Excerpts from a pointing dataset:
━━━━━━━━━━
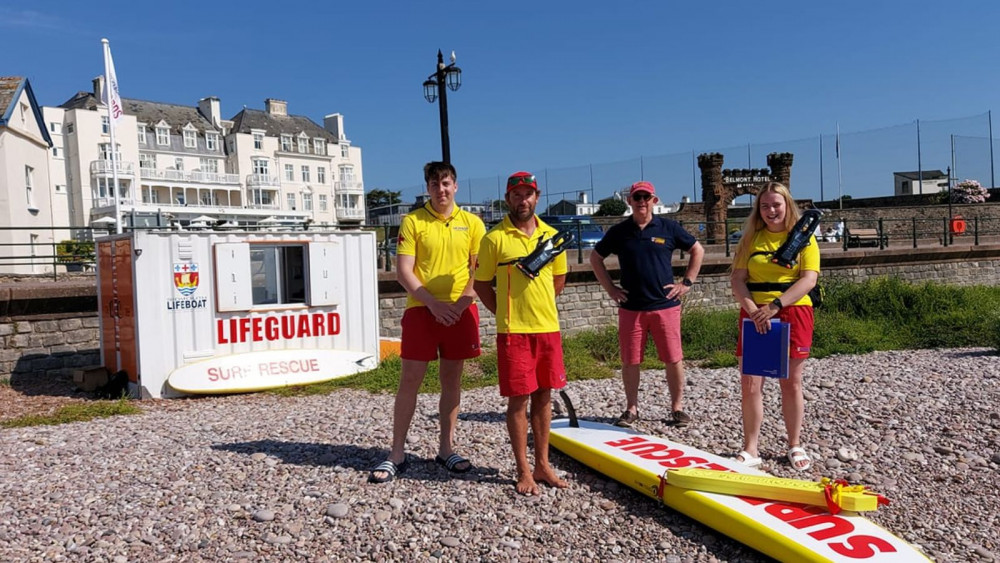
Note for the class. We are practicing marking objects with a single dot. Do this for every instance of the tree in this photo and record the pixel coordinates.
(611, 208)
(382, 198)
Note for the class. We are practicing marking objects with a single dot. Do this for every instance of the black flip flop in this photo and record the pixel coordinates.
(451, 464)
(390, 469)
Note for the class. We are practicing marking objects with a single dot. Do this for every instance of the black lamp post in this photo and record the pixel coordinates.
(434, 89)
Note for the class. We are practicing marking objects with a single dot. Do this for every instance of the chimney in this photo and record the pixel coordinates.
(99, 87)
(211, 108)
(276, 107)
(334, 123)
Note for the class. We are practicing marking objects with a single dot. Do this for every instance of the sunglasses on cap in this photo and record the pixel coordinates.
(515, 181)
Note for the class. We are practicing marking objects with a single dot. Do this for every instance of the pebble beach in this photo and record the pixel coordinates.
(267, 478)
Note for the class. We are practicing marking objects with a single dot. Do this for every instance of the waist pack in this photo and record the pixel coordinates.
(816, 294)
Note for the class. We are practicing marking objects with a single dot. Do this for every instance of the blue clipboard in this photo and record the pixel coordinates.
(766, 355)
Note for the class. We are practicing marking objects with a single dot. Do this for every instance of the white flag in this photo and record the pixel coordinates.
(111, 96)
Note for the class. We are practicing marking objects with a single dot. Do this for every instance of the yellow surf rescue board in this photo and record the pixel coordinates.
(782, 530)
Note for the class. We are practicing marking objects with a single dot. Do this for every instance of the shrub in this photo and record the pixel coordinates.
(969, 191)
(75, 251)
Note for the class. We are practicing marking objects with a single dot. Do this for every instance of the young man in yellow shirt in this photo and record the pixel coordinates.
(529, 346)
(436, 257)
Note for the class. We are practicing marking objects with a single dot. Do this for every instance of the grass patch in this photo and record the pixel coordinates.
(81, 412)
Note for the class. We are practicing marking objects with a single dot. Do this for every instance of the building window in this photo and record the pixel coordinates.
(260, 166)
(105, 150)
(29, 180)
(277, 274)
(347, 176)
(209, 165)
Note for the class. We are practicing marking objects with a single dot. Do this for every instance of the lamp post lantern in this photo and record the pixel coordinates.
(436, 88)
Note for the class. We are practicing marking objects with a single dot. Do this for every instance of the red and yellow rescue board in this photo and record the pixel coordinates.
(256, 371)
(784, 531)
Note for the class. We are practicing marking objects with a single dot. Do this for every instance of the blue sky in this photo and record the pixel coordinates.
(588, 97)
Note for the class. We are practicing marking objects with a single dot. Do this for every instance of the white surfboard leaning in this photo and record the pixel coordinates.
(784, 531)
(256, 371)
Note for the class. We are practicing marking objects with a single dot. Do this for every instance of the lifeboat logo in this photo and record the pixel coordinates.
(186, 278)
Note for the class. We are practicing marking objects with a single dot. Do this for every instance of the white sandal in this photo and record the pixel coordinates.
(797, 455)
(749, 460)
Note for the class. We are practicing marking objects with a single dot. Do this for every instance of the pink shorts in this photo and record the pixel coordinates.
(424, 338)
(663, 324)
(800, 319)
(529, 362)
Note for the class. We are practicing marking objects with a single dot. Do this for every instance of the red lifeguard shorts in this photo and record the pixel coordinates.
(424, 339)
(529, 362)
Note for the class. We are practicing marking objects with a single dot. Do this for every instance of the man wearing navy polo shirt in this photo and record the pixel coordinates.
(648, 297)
━━━━━━━━━━
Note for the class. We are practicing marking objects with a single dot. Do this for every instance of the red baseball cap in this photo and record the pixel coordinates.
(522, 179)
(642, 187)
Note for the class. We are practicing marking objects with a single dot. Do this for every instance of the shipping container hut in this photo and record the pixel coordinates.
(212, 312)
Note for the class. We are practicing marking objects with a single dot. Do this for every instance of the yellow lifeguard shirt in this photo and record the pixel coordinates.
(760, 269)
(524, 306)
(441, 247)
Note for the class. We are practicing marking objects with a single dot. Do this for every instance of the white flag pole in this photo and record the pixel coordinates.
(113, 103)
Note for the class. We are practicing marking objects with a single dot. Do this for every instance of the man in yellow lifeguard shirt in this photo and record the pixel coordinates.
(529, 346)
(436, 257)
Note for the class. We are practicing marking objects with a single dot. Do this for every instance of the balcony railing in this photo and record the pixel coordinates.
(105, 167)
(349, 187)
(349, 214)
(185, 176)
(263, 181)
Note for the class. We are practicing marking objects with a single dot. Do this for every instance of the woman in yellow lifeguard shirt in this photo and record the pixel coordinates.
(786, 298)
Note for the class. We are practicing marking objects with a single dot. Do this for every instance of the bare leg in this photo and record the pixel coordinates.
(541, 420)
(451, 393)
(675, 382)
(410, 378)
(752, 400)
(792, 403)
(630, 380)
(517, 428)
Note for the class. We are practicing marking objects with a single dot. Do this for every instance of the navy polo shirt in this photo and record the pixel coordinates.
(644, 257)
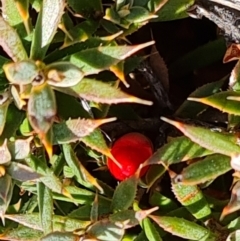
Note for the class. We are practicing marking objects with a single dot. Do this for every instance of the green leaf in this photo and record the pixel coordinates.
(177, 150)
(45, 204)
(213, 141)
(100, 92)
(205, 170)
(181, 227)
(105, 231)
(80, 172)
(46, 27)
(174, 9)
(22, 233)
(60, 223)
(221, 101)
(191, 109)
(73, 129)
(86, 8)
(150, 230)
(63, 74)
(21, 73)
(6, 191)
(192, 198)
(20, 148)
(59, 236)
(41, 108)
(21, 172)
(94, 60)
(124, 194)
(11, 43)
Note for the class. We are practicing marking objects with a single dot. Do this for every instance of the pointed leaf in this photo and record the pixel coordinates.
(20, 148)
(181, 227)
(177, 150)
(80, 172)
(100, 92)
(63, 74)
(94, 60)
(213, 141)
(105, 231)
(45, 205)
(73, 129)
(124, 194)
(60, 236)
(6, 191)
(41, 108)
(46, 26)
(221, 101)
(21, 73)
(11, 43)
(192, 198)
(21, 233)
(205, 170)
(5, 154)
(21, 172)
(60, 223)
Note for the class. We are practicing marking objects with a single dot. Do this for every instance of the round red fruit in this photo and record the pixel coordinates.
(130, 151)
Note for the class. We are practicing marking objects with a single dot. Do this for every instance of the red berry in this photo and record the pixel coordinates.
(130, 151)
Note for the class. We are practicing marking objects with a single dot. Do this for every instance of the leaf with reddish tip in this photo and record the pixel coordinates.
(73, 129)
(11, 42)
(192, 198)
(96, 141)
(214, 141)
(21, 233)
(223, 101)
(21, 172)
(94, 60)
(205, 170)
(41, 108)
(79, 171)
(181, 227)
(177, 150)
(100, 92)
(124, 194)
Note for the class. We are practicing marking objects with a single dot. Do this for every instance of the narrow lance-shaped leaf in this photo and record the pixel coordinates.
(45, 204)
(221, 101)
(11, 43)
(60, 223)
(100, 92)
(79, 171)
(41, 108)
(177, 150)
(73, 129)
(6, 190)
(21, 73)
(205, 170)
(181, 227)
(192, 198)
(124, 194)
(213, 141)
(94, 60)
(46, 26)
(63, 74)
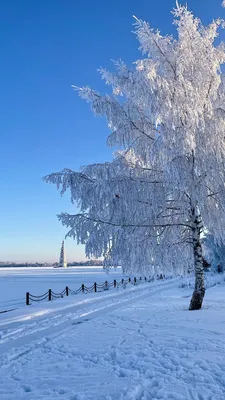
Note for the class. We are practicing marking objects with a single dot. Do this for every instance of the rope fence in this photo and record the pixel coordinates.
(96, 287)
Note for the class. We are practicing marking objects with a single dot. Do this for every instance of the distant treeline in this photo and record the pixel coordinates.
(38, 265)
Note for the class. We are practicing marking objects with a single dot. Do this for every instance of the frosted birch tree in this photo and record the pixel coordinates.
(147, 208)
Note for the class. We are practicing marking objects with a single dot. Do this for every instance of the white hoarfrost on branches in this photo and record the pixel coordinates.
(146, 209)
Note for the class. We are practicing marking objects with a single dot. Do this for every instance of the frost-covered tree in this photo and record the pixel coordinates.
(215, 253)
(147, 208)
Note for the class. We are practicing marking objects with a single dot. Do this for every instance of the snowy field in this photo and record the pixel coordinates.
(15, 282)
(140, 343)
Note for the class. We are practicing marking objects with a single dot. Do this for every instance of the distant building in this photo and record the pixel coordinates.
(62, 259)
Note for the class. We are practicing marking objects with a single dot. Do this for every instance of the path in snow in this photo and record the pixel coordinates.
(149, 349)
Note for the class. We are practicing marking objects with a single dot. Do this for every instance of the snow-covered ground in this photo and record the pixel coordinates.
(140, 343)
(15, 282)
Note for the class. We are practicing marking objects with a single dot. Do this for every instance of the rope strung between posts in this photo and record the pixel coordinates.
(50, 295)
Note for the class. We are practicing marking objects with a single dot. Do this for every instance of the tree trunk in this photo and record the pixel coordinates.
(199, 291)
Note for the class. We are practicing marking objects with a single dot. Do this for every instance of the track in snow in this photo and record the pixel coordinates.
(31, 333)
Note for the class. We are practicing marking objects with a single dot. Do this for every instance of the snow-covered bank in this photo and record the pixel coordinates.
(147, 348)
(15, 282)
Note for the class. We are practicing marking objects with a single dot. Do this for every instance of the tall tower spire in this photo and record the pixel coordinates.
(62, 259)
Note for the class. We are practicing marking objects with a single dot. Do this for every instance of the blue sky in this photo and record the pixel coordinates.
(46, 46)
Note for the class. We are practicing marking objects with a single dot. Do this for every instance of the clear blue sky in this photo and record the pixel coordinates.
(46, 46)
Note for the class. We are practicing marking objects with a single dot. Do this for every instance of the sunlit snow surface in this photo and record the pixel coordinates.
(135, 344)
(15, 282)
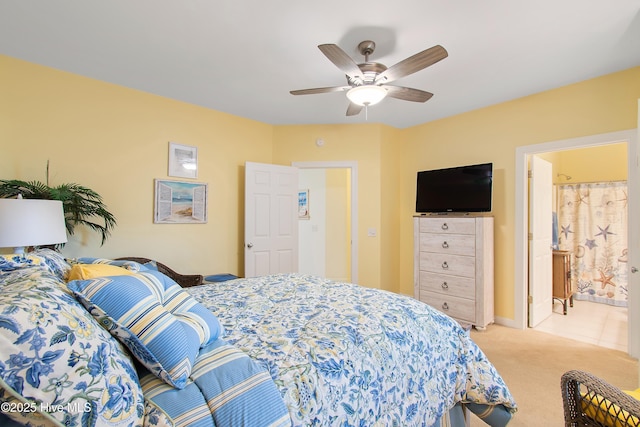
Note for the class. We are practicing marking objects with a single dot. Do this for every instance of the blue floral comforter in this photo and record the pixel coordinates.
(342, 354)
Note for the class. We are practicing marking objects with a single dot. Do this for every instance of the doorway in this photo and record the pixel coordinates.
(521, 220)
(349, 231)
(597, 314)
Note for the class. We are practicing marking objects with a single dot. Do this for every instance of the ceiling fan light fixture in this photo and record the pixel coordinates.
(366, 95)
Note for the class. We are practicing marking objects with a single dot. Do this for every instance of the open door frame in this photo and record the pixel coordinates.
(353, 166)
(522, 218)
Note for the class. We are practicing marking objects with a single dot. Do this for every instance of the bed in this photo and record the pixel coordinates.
━━━━━━━━━━
Challenge: Collect every line in the records above that contains the string "surfboard", and copy each of those lines in full.

Result of this exercise:
Note for the class. We are practicing marking objects with a single dot. Do this for every instance of the white surfboard leaning in this photo and record the pixel coordinates.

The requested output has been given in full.